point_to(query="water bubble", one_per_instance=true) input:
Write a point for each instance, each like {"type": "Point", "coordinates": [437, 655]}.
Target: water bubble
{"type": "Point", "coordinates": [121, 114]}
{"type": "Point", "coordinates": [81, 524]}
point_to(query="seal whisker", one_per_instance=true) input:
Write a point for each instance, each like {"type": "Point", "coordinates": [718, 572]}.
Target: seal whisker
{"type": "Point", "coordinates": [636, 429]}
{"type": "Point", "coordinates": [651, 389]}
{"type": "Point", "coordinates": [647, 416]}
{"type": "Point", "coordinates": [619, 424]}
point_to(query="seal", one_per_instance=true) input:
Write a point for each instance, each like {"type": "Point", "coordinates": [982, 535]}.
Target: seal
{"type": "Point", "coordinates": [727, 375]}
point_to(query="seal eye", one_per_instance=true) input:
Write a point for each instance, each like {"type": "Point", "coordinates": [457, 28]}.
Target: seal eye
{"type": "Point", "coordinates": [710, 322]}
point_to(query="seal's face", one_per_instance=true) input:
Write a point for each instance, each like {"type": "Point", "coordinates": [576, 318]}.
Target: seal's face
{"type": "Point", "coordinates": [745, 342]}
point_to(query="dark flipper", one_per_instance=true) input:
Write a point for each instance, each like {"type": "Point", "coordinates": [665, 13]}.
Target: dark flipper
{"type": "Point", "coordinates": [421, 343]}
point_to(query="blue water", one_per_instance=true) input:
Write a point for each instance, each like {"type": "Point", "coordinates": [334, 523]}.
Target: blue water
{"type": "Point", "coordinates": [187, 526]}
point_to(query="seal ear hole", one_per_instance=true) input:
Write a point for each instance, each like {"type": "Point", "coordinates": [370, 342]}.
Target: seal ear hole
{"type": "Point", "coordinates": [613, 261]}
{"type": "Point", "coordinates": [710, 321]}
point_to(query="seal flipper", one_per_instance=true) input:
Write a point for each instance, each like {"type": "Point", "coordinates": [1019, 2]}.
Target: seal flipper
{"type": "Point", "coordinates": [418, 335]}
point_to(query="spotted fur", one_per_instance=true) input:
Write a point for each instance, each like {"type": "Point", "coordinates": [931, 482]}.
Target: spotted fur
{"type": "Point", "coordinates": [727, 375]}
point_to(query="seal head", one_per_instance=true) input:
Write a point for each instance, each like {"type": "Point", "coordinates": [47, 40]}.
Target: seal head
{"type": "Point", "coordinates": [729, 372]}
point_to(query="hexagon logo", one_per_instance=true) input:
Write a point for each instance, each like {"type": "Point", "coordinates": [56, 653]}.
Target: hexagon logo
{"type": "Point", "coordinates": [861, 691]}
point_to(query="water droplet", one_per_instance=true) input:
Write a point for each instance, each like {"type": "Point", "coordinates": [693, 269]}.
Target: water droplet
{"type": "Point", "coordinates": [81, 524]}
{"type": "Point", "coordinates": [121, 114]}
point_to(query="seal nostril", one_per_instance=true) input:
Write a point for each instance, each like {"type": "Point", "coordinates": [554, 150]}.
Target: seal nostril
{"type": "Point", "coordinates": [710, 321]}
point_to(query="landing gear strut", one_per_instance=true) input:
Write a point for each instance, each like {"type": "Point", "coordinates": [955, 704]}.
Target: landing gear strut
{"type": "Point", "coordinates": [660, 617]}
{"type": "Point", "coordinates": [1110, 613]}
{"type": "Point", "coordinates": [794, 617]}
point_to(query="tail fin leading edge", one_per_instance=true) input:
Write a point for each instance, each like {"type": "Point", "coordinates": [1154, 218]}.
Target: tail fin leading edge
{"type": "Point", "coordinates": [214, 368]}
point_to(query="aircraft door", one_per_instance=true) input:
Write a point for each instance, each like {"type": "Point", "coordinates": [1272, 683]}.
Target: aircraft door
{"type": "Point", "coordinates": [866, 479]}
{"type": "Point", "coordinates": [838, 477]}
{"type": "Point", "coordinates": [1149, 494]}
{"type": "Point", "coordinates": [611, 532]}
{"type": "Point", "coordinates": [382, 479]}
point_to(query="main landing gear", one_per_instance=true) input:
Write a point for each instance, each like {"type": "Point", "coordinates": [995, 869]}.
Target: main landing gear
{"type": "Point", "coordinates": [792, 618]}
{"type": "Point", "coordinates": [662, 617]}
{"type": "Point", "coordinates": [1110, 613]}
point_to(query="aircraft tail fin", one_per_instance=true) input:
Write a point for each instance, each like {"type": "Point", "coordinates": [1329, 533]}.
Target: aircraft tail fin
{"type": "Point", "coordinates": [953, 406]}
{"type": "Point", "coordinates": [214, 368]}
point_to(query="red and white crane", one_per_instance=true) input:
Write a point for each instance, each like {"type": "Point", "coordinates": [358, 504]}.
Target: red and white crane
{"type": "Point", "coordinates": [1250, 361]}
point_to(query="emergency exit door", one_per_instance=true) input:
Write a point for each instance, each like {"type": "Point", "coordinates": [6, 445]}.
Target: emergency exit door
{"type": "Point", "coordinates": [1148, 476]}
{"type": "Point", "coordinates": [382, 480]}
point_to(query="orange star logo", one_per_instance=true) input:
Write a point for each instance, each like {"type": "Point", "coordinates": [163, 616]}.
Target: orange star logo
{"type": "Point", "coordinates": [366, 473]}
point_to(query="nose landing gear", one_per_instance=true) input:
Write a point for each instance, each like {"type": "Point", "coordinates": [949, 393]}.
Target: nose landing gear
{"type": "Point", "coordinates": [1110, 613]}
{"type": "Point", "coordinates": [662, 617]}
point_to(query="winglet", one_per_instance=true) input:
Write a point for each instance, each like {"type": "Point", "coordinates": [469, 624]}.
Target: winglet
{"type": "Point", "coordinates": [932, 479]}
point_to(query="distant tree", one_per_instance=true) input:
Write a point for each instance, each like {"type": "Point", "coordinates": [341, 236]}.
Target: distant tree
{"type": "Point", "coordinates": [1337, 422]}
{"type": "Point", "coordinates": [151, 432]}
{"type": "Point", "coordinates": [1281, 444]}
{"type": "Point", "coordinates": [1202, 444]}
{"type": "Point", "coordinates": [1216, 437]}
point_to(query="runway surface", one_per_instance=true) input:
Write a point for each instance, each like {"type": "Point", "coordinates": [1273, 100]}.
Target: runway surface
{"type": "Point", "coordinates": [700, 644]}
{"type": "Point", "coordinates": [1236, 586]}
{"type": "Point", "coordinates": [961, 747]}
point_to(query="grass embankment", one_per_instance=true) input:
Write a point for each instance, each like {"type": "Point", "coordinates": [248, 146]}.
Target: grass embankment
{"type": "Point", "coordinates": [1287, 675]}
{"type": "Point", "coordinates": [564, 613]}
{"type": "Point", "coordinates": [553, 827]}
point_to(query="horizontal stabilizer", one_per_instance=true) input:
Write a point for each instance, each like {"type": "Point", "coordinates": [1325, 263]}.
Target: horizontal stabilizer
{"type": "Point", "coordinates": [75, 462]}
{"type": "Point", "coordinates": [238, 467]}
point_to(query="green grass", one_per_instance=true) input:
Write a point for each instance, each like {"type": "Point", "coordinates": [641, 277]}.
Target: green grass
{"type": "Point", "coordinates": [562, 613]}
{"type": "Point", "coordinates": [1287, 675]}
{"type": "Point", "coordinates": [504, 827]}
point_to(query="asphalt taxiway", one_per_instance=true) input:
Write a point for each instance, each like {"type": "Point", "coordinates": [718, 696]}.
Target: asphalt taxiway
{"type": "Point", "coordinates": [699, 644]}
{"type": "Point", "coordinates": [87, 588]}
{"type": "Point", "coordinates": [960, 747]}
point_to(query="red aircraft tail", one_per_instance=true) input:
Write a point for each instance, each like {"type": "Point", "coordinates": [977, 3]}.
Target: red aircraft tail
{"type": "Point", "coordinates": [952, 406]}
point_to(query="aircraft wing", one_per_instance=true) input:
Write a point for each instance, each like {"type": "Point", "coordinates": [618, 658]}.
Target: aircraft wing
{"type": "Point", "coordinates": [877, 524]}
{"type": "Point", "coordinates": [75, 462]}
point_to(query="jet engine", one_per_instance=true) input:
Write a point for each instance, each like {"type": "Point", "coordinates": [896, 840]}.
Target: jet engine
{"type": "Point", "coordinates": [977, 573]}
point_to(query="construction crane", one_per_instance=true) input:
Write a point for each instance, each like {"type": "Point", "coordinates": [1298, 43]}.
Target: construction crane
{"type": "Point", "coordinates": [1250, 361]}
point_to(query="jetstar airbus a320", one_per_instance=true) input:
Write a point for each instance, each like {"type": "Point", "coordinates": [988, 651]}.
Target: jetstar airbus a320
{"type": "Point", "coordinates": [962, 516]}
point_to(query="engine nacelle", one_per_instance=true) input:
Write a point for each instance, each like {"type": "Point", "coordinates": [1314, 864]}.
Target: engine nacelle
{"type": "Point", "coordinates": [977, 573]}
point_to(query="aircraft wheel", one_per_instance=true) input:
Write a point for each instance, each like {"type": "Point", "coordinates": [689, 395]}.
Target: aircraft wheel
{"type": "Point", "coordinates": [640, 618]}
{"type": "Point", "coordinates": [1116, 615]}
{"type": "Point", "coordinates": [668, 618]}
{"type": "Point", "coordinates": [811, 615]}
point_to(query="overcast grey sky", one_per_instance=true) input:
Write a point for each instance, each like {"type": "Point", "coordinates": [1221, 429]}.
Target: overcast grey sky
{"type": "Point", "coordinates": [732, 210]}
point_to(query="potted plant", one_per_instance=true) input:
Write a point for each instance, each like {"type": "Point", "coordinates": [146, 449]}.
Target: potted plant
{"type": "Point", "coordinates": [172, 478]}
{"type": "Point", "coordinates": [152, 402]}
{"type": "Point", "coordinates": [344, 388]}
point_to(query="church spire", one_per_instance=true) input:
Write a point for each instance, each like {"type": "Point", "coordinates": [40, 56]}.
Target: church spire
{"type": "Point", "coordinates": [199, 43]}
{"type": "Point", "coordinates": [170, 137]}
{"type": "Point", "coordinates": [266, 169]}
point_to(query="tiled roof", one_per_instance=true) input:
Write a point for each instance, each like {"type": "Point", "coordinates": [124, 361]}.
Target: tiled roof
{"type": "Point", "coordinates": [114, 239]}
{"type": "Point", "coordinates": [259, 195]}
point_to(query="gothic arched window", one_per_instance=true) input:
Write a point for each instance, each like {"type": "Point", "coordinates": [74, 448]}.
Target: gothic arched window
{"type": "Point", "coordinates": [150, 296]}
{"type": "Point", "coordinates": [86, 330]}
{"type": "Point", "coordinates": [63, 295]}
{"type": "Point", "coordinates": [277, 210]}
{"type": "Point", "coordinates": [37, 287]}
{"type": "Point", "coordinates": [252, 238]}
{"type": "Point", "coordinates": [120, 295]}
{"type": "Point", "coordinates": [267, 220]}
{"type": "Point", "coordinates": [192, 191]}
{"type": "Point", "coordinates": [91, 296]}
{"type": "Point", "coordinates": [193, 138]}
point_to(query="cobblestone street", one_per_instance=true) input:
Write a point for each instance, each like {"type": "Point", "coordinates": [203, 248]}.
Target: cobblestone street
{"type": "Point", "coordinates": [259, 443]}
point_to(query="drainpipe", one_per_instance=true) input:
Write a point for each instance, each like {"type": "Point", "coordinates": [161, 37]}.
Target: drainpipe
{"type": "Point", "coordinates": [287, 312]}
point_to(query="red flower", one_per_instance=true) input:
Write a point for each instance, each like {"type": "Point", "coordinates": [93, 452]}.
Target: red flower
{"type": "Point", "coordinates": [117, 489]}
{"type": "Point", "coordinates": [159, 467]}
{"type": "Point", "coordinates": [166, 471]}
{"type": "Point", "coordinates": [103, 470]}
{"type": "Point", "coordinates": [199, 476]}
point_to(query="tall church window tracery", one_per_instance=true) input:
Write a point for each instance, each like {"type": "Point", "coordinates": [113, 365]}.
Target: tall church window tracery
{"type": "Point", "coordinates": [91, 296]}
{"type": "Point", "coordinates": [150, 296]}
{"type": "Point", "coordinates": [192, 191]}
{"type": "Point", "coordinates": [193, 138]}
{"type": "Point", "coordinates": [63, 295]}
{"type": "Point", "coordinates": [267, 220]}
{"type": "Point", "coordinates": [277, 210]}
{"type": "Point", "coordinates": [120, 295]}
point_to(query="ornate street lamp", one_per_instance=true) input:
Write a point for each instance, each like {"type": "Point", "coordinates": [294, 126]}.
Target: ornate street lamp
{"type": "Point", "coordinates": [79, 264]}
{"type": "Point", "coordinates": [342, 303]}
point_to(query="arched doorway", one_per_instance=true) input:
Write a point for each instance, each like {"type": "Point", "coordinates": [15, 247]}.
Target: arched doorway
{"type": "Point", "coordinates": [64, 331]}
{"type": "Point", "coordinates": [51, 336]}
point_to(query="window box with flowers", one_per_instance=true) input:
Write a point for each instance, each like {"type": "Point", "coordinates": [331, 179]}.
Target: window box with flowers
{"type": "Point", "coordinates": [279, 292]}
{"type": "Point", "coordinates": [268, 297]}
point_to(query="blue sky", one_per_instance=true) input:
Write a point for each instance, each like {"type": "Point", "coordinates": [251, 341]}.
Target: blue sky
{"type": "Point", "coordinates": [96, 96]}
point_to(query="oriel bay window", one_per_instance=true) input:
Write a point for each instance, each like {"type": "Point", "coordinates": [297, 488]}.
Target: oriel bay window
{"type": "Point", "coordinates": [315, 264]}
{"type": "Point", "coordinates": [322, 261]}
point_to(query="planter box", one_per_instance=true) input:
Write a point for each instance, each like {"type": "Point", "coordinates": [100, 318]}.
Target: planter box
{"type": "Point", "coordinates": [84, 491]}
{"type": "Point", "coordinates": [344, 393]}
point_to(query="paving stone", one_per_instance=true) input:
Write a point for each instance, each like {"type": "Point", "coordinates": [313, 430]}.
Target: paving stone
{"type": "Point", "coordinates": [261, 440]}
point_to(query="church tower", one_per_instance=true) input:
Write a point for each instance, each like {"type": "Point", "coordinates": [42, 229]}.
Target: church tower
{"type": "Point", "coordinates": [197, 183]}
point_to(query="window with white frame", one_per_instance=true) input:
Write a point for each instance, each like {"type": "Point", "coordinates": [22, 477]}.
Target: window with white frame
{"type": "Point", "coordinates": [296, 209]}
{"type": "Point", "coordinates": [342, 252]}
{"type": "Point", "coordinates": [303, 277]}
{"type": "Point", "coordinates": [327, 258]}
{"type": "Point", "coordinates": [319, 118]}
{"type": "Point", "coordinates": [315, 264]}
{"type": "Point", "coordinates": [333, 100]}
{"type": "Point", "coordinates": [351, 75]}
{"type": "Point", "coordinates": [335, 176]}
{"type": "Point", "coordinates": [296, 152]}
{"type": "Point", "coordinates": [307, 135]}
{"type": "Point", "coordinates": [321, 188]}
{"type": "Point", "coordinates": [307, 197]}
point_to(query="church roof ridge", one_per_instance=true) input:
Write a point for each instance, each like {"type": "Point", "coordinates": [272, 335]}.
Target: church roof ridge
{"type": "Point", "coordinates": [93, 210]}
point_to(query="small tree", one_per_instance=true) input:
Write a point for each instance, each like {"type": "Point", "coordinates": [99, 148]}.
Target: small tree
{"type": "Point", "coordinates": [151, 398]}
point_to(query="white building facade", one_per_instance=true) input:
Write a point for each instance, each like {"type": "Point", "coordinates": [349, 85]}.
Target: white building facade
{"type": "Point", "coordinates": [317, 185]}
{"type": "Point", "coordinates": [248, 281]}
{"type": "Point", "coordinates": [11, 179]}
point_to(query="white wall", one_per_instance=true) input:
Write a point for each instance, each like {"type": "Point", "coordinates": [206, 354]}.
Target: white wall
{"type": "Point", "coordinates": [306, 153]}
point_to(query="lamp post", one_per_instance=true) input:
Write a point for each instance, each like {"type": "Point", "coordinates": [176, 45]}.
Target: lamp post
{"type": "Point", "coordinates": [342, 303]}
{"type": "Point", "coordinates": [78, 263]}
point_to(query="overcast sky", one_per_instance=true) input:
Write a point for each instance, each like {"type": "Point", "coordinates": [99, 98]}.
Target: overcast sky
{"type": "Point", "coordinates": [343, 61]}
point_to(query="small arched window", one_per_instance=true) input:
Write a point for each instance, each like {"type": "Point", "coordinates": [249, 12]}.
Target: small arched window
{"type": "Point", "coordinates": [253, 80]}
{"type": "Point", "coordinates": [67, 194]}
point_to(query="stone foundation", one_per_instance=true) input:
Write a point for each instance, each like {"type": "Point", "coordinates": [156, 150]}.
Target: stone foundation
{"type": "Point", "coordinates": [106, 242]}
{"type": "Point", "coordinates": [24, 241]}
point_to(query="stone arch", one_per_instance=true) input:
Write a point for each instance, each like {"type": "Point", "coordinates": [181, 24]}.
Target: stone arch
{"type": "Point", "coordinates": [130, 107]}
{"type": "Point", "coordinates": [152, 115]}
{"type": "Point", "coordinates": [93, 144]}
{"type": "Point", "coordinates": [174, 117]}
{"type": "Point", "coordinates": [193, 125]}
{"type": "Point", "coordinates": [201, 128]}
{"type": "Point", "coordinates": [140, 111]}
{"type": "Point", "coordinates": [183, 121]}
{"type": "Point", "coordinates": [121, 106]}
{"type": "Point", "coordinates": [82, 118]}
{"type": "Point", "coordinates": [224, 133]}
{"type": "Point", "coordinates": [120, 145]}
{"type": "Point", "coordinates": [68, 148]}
──────
Instructions for the task:
Locate each line in the rows above that contains the string "wall" and copy those lines out in full. The match is case-sensitive.

Full answer:
point_to(query="white wall", one_per_instance=true) input:
Target: white wall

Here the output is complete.